THE TASK
Locate the line that contains "# segment the helicopter door" in the entries below. Retype it and all following lines through the final one, character for character.

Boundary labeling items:
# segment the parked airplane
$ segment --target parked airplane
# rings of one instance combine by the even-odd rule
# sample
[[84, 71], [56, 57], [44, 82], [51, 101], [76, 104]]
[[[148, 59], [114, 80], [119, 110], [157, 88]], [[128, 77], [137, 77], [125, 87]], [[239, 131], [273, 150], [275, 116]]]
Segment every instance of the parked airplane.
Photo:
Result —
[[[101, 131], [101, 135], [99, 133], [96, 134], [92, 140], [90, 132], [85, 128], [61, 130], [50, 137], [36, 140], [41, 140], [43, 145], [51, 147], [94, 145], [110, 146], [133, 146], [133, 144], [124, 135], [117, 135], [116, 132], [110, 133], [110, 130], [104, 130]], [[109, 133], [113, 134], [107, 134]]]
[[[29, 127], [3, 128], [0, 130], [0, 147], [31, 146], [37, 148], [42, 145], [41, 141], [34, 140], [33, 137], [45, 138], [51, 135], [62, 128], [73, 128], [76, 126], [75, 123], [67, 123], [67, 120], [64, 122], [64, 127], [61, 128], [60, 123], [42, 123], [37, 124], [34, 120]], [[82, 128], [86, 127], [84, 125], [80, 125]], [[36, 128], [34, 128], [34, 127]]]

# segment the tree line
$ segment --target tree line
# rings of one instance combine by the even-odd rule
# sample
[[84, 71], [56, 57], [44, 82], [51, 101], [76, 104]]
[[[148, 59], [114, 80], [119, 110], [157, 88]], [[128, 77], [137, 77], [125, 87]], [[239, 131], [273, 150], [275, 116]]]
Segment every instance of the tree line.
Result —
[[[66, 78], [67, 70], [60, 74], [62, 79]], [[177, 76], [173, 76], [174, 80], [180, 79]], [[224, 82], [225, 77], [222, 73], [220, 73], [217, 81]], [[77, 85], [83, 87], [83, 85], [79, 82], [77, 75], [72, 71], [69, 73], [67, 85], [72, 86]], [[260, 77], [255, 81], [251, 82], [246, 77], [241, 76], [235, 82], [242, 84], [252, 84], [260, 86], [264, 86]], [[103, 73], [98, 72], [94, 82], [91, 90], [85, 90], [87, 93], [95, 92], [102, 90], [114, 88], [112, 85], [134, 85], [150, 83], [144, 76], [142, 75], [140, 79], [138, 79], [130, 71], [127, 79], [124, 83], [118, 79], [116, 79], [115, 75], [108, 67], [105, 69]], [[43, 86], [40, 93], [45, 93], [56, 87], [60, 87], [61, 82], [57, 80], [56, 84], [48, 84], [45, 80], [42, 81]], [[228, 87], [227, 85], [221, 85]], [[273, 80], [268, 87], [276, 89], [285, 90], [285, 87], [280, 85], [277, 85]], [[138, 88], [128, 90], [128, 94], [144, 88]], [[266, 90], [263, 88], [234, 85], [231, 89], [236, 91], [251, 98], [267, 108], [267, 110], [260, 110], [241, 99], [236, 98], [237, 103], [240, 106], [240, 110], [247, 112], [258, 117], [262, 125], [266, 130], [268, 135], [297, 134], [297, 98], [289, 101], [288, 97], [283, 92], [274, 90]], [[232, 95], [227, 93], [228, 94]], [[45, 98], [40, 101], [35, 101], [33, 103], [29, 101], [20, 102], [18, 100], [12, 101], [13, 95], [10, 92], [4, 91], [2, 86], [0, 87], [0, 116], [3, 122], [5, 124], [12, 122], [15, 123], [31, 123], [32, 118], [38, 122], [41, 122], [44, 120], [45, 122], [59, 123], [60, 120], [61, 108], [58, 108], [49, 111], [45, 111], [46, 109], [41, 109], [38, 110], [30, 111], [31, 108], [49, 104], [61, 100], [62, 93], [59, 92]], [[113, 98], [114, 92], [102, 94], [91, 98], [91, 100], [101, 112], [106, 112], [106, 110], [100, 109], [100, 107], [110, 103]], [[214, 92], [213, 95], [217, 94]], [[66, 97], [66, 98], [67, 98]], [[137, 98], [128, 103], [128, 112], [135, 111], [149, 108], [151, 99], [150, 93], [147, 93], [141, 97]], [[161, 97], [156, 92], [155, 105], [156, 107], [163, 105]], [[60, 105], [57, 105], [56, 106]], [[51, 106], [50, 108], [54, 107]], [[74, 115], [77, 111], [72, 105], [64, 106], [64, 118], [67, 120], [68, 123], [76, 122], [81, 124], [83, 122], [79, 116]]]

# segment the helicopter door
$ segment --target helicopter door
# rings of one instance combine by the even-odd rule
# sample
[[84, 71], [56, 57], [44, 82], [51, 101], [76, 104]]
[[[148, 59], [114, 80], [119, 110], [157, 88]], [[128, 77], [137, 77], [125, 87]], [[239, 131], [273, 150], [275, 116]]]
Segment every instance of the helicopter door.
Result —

EXERCISE RESPONSE
# segment the helicopter door
$ segment --target helicopter door
# rings of one instance combine by the even-odd rule
# sample
[[84, 71], [56, 57], [44, 82], [51, 101], [76, 104]]
[[[148, 59], [114, 80], [119, 110], [157, 88]], [[128, 77], [137, 77], [125, 87]], [[239, 131], [273, 150], [275, 116]]]
Segment every instance of the helicopter door.
Result —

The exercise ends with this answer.